> Task to carry out
From the line that contains "the decorative gourd" to the final line below, both included, print each line exactly and skip the pictures.
**** Data
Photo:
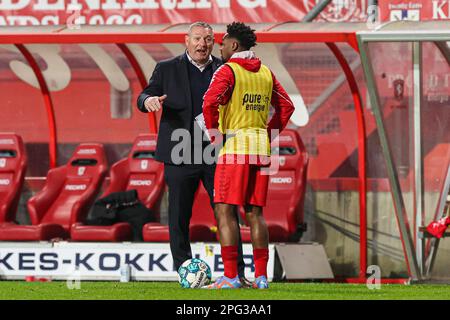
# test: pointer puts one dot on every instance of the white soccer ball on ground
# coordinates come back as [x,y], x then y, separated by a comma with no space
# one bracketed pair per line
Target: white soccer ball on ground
[194,273]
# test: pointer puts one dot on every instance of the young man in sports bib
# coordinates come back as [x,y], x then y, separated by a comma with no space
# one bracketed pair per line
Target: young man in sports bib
[237,103]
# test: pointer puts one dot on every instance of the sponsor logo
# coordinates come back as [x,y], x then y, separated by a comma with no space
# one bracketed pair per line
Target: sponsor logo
[7,141]
[76,187]
[144,164]
[337,10]
[255,102]
[282,138]
[399,88]
[140,183]
[280,180]
[146,143]
[441,9]
[5,182]
[87,151]
[411,15]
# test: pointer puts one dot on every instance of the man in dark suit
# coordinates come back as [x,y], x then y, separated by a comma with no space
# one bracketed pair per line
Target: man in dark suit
[177,86]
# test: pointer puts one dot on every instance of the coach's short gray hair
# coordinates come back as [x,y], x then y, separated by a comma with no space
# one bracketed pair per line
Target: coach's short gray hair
[199,24]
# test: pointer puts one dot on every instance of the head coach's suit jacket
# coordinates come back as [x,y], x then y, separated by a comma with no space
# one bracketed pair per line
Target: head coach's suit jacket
[170,77]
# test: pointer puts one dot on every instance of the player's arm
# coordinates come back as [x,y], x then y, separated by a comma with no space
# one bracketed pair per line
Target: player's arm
[283,105]
[218,93]
[152,97]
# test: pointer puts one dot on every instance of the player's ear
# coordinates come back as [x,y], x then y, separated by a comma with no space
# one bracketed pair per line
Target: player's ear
[235,46]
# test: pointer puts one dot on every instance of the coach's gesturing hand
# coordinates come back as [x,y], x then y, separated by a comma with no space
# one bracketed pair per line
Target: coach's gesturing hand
[153,104]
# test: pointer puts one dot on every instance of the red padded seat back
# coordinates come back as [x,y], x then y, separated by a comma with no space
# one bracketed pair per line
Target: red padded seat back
[13,163]
[73,187]
[285,199]
[140,171]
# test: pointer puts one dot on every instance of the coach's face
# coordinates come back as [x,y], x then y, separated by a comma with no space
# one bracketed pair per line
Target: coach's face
[199,44]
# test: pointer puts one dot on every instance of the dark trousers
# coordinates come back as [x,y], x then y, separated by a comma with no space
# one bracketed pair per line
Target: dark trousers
[183,181]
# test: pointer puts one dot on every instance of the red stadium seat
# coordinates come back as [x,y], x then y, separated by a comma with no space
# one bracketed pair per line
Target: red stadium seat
[138,171]
[13,163]
[65,198]
[284,208]
[202,225]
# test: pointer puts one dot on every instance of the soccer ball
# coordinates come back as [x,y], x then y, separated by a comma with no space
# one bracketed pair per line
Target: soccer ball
[194,273]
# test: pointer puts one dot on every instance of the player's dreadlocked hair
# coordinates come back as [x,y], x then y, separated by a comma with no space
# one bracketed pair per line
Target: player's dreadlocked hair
[242,33]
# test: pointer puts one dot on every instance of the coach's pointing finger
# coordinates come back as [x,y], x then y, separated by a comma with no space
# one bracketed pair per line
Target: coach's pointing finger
[153,104]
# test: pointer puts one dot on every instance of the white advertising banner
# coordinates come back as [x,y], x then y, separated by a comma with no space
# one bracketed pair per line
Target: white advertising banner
[104,261]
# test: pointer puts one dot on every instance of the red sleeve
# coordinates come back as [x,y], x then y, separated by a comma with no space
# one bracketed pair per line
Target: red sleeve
[283,105]
[218,93]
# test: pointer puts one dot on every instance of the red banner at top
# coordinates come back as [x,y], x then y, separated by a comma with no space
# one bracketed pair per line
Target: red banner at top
[58,12]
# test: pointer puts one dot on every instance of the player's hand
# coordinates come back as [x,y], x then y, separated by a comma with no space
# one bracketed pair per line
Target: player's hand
[153,104]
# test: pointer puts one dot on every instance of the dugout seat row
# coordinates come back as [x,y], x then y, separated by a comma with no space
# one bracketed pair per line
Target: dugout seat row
[68,192]
[60,208]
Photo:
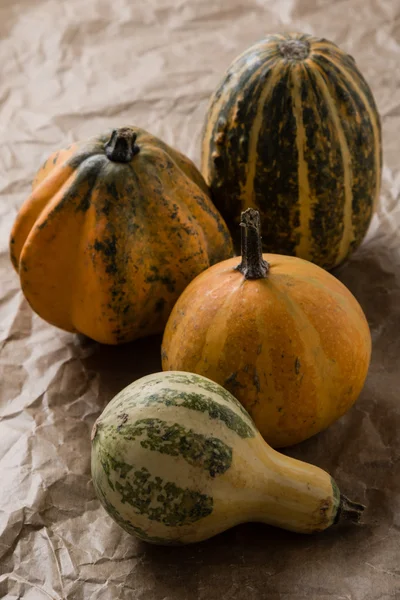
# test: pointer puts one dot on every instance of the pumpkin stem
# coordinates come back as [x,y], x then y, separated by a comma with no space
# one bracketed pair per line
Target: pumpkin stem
[253,266]
[121,146]
[349,510]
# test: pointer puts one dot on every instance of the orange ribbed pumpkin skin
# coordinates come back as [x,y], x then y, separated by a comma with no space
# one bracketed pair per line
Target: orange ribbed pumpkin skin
[294,347]
[105,248]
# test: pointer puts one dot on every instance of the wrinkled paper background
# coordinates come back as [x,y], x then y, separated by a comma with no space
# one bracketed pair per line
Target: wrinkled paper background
[68,70]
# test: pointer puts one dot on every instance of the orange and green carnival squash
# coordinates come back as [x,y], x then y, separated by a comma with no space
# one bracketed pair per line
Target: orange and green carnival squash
[293,131]
[283,335]
[113,231]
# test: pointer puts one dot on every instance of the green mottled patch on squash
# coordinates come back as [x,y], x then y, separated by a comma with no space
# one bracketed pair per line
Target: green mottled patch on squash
[206,452]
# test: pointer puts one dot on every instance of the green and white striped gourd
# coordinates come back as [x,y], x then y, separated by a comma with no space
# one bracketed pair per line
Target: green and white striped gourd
[176,459]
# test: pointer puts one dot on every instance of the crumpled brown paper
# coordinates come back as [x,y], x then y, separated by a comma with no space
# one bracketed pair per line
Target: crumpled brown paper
[68,71]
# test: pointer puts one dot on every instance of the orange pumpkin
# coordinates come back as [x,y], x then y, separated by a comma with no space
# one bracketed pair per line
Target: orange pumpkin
[280,333]
[114,230]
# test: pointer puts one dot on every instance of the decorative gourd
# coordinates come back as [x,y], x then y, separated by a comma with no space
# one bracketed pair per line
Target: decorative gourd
[176,459]
[114,230]
[293,130]
[284,336]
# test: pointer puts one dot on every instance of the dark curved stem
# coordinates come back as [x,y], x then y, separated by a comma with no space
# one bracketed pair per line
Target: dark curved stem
[121,146]
[349,510]
[253,266]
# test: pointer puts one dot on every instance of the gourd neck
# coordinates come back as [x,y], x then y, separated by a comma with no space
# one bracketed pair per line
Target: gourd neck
[253,265]
[121,146]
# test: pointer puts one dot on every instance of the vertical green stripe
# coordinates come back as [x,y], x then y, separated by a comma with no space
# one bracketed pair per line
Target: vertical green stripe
[276,181]
[359,134]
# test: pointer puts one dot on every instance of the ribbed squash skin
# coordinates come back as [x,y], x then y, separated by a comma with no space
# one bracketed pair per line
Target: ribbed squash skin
[293,348]
[105,248]
[293,131]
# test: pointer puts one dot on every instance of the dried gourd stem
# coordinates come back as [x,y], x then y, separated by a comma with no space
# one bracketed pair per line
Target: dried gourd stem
[349,510]
[253,266]
[121,146]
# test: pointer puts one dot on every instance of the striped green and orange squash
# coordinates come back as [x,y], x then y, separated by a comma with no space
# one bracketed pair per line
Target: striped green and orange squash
[113,231]
[283,335]
[293,130]
[176,459]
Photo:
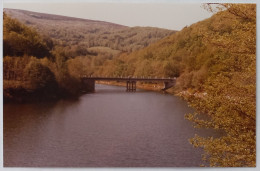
********
> Your response
# test: pointer puts one dot on every instance of the decorative gourd
# coordinates come back as [x,y], x then y, separated by a comma with no space
# one bracketed pair per line
Target: decorative gourd
[176,459]
[114,230]
[293,130]
[284,336]
# test: pointer puts one dot on every instance of the dark curved stem
# coordinates come back as [x,y], x then y, separated by a comma with no space
# one bracketed pair per line
Target: dark curved stem
[121,146]
[349,510]
[253,266]
# test: pointer puts one dot on every instance of the gourd neck
# coordinates come back as [x,y], x then y, separated by a comma with no space
# one bracketed pair per line
Target: gourd neck
[253,265]
[121,146]
# test: pointer puts one dot on every instance of the vertical green stripe
# coordinates come back as [x,y], x then y, separated by a comma with no space
# one bracketed pair per line
Target: vertical green stripe
[276,181]
[359,134]
# test: pointer puts one dot on every instance of the ribbed squash skin
# coordinates come back as [x,y], x then y, separated by a comma with no space
# one bracketed pair per line
Target: ribbed squash skin
[293,348]
[105,248]
[293,131]
# test: pointer puts one dot on every instance of the dried gourd stem
# coordinates come back as [x,y], x then y, separated by a comma with no space
# one bracketed pair per line
Target: dried gourd stem
[349,510]
[253,266]
[121,146]
# test: pointer puts one dot on every instance of the striped green and orange squash
# coordinates come back as [x,y], x then y, separated by a comma with no space
# one bracketed pair per line
Target: striped green and orange squash
[113,231]
[283,335]
[293,130]
[176,459]
Photo:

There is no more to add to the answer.